------ INPUT MATERIAL
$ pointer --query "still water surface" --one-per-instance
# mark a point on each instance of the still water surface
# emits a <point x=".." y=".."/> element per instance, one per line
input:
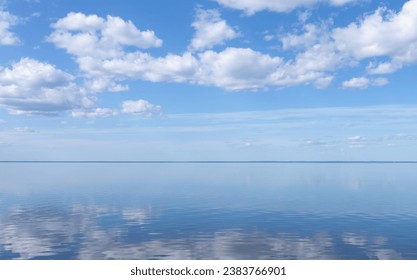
<point x="208" y="211"/>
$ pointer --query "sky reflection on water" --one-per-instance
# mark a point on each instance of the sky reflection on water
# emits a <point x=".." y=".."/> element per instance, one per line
<point x="208" y="211"/>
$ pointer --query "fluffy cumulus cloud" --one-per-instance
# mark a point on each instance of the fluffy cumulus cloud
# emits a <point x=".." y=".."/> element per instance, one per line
<point x="141" y="108"/>
<point x="7" y="21"/>
<point x="210" y="30"/>
<point x="94" y="113"/>
<point x="33" y="87"/>
<point x="110" y="50"/>
<point x="237" y="69"/>
<point x="89" y="35"/>
<point x="252" y="6"/>
<point x="382" y="34"/>
<point x="363" y="82"/>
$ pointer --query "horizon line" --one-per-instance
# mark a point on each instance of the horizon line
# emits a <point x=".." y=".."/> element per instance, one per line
<point x="208" y="161"/>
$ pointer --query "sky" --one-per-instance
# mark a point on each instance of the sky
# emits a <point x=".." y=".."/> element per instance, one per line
<point x="208" y="80"/>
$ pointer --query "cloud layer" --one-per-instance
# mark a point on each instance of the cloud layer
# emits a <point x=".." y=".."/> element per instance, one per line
<point x="111" y="52"/>
<point x="252" y="6"/>
<point x="7" y="21"/>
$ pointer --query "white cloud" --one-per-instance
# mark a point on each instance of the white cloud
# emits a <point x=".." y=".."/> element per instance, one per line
<point x="7" y="21"/>
<point x="89" y="35"/>
<point x="359" y="82"/>
<point x="210" y="30"/>
<point x="104" y="84"/>
<point x="95" y="113"/>
<point x="383" y="33"/>
<point x="99" y="46"/>
<point x="141" y="108"/>
<point x="382" y="68"/>
<point x="252" y="6"/>
<point x="33" y="87"/>
<point x="237" y="69"/>
<point x="363" y="82"/>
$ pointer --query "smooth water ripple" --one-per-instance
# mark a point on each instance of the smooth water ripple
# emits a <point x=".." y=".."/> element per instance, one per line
<point x="208" y="211"/>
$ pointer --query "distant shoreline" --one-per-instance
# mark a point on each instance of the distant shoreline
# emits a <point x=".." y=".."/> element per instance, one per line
<point x="208" y="161"/>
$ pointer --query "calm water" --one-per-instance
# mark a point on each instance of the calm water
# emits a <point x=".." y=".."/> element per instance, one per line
<point x="208" y="211"/>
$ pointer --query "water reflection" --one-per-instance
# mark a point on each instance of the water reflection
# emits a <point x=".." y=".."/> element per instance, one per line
<point x="210" y="212"/>
<point x="96" y="232"/>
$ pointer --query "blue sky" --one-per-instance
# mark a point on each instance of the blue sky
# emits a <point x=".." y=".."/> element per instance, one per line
<point x="208" y="80"/>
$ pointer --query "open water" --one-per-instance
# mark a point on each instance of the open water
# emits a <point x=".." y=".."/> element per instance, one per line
<point x="208" y="211"/>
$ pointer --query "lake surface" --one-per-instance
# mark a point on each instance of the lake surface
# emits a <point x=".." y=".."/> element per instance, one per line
<point x="208" y="211"/>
------------
**WHAT YOU ARE ASKED TO DO**:
Please find every line in the data above that contains the word "surface" and copy each one out. Case counts.

**EXERCISE RESPONSE**:
$ pointer --query "still water surface" --one-per-instance
# mark a point on each instance of the still water surface
$ pointer --query "lake surface" --one-per-instance
# mark a point on each instance of the lake surface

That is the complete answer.